- 文本节选 -
——

【关 键 词】数字出版产业;专业人才;建设
【作者单位】李弘,中国音像与数字出版协会。
【中图分类号】 G230.7 【文献标识码】A 【DOI】10.16491/j.cnki.cn45-1216/g2.2021.20.010
习近平总书记在纪念马克思诞辰200周年大会上强调:“学习马克思,就要学习和实践马克思主义关于生产力和生产关系的思想。”[1]马克思主义认为,生产力是推动社会进步最活跃、最革命的要素,其中劳动者是推动生产力发展的关键要素。解放和发展社会生产力是社会主义的本质要求,是中国共产党人需要接力探索、着力解决的重大问题。习近平总书记强调指出,我们要勇于全面深化改革,自觉通过调整生产关系激发社會生产力发展活力,自觉通过完善上层建筑适应经济基础发展要求,让中国特色社会主义更加符合规律地向前发展。
习近平总书记这一讲话精神应该是我们推动数字出版产业做大做强的根本遵循。新时代,我们要围绕生产力关键要素中的劳动者(数字出版从业人员)在数字出版工作中面临的问题及应发挥的作用不断探索,高度重视产业发展问题。在数字出版的生产关系层面上,推进数字出版专业技术岗位设置、提升从业人员技能、完善继续教育机制、开展绩效考核和职称改革等应该成为推动我国数字出版产业实现高质量发展的重要抓手。
一、产业发展规模与人才队伍建设的现状
我国数字出版产业自2005年以后进入快速发展阶段,在基础设施、资源储备、产品开发及运营服务等方面积累了较好的发展基础。截至2019年,国内数字出版产业整体收入规模为9881.43亿元,较上年增长11.16%。中国音像与数字出版协会发布的《2020年中国网络文学发展报告》显示,截至2020年我国网络文学市场规模已达249.8亿元,是2015年的近3倍。同时,该协会发布的《2020年中国游戏产业报告》显示,2020年,中国游戏市场实际销售收入为2786.87元,是2015年的近2倍。其中,中国游戏海外收入首次破千亿元,达到154.50亿美元。应该说,数字出版产业是我国出版业高质量发展和“出版走出去”的重要手段,包括数字阅读、网络游戏、网络文学和数字音乐等新兴数字出版产业在内的数字出版产业呈现快速发展的态势。
但也要看到,在数字出版产业规模持续增长的情况下,我国与此相适应的数字出版人才结构、服务大局的能力以及人才队伍的建设等方面仍存在不少需要改进的地方。这主要体现在以下三个方面。

——

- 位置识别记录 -
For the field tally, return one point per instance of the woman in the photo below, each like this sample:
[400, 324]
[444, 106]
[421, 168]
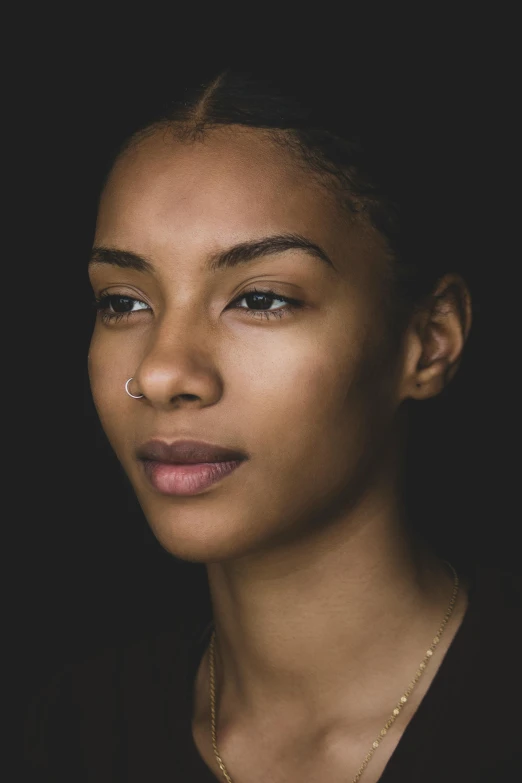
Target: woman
[265, 320]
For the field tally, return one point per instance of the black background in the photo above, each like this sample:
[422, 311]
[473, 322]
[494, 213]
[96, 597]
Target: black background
[90, 570]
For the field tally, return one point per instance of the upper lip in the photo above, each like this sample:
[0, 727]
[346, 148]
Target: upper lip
[187, 452]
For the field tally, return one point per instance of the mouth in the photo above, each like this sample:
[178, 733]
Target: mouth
[187, 467]
[177, 479]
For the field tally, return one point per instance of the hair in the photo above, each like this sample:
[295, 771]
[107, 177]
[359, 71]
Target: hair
[395, 156]
[368, 142]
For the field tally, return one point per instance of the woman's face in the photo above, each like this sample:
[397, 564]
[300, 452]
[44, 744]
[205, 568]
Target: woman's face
[308, 391]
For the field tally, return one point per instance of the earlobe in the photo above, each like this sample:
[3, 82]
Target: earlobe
[437, 336]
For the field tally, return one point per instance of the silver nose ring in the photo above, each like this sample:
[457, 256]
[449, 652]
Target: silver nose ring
[134, 396]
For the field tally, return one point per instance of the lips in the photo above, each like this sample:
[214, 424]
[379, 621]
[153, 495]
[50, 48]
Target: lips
[187, 467]
[187, 452]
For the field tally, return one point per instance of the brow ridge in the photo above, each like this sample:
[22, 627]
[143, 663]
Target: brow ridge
[239, 254]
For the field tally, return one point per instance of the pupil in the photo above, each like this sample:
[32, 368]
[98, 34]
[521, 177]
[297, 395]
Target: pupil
[121, 304]
[261, 296]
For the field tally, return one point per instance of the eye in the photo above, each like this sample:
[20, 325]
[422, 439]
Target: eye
[115, 306]
[261, 299]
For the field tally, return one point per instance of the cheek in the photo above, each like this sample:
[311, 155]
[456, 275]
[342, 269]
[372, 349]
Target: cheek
[301, 397]
[109, 368]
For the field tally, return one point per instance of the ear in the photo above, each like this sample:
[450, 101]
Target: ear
[435, 338]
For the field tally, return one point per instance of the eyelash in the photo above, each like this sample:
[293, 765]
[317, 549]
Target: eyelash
[102, 304]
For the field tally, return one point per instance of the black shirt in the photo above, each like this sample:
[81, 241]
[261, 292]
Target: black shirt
[125, 714]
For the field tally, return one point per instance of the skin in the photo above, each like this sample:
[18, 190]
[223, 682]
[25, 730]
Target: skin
[323, 604]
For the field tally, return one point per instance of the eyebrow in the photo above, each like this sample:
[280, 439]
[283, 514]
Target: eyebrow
[242, 253]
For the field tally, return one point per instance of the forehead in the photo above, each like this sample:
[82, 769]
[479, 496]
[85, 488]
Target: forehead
[230, 185]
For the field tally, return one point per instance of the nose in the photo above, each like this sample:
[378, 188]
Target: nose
[178, 368]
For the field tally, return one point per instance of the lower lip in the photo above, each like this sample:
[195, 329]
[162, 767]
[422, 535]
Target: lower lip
[187, 479]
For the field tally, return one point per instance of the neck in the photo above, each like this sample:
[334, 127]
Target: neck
[303, 627]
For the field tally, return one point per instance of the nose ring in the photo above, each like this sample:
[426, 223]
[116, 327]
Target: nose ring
[134, 396]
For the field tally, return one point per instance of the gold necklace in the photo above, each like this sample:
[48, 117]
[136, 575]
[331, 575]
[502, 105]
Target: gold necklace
[398, 707]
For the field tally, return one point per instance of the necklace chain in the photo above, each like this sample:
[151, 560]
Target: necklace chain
[398, 707]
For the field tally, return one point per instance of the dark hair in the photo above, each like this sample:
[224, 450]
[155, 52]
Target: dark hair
[369, 141]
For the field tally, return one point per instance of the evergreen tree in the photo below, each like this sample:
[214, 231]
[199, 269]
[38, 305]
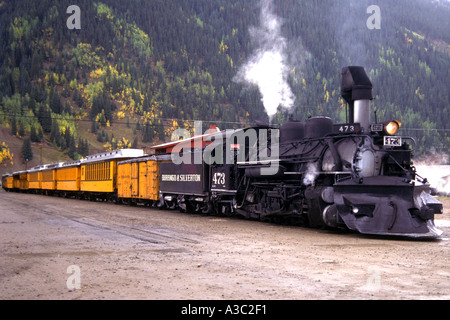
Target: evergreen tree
[27, 151]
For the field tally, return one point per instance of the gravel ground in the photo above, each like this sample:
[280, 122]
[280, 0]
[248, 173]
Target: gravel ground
[56, 248]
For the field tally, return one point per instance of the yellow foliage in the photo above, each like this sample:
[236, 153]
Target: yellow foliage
[5, 154]
[120, 115]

——

- 练习任务 -
1/ 把记录中从含有“the nose ring”的那一行起、到记录最后一行为止（两端都算在内）的各行重写一遍，将其中的“field tally”改成“site count”，其他内容保持不变，图片不要写进答案。
2/ 接着这篇谈数字出版专业人才建设的文章往下续写，从它现有的最后一句之后写起。

- 各题答案 -
1/
For the site count, return one point per instance of the nose ring in the photo above, each like this sample:
[426, 223]
[116, 327]
Target: nose ring
[134, 396]
For the site count, return one point per instance of the gold necklace in the photo above, each like this sample:
[48, 117]
[136, 575]
[331, 575]
[502, 105]
Target: gold necklace
[398, 707]
For the site count, return one point per instance of the necklace chain in the photo above, each like this sample:
[151, 560]
Target: necklace chain
[398, 707]
For the site count, return one point per instance of the dark hair in the photo above, each like this sample:
[224, 450]
[155, 52]
Target: dark hair
[369, 141]
For the site count, return one point per instance of the evergreen tree in the photo below, each like this sample:
[214, 231]
[199, 269]
[38, 305]
Target: evergreen tree
[27, 151]
For the site count, return one point per instance of the gravel ground in the photo above, each like this sample:
[280, 122]
[280, 0]
[248, 173]
Target: gravel ground
[56, 248]
For the site count, return one point per instance of the yellow foliage in the photo above, each like this sample:
[236, 153]
Target: yellow foliage
[5, 154]
[120, 115]

2/
第一,传统出版与新兴出版的人员和规模结构不合理。2019年数字书报刊、在线教育、移动出版等与传统出版相关的数字出版总收入不超过100亿元,由于传统出版单位的分账收入不超过30%,因此这类收入在传统出版单位中的总营收占比不超过3%。2016年的有关数据显示,142家重点图书出版单位从事数字出版工作的人员为3923人,由此可推算出传统出版单位从事数字出版业务的员工为6000人左右。而其他新兴数字出版产业规模近9800亿元,与内容管理及服务紧密相关的数字编辑类从业人员超过100万人(根据三个数据源综合推算:一是第45次《中国互联网络发展状况统计报告》显示,截至2019年12月,我国网站数量为497万个,移动APP数量为367万个;二是根据2018年伽马对网络游戏行业数据的推算;三是根据中国音像与数字出版协会对网络文学和数字阅读行业年度调查数据的推算。数字编辑类从业人员数量应该在80万人到150万人之间)。
第二,数字出版产业服务大局和服务人民的能力不足。从产业规模和服务人员的类型结构来看,由于大量的数字内容集中于网络视频、互动娱乐、移动阅读和K12教育领域[2],新的媒体形态和服务模式不断涌现,数字出版产业现状与满足国民经济、科学技术发展以及人民群众多层次精神文化生活需求的目标还有较大差距。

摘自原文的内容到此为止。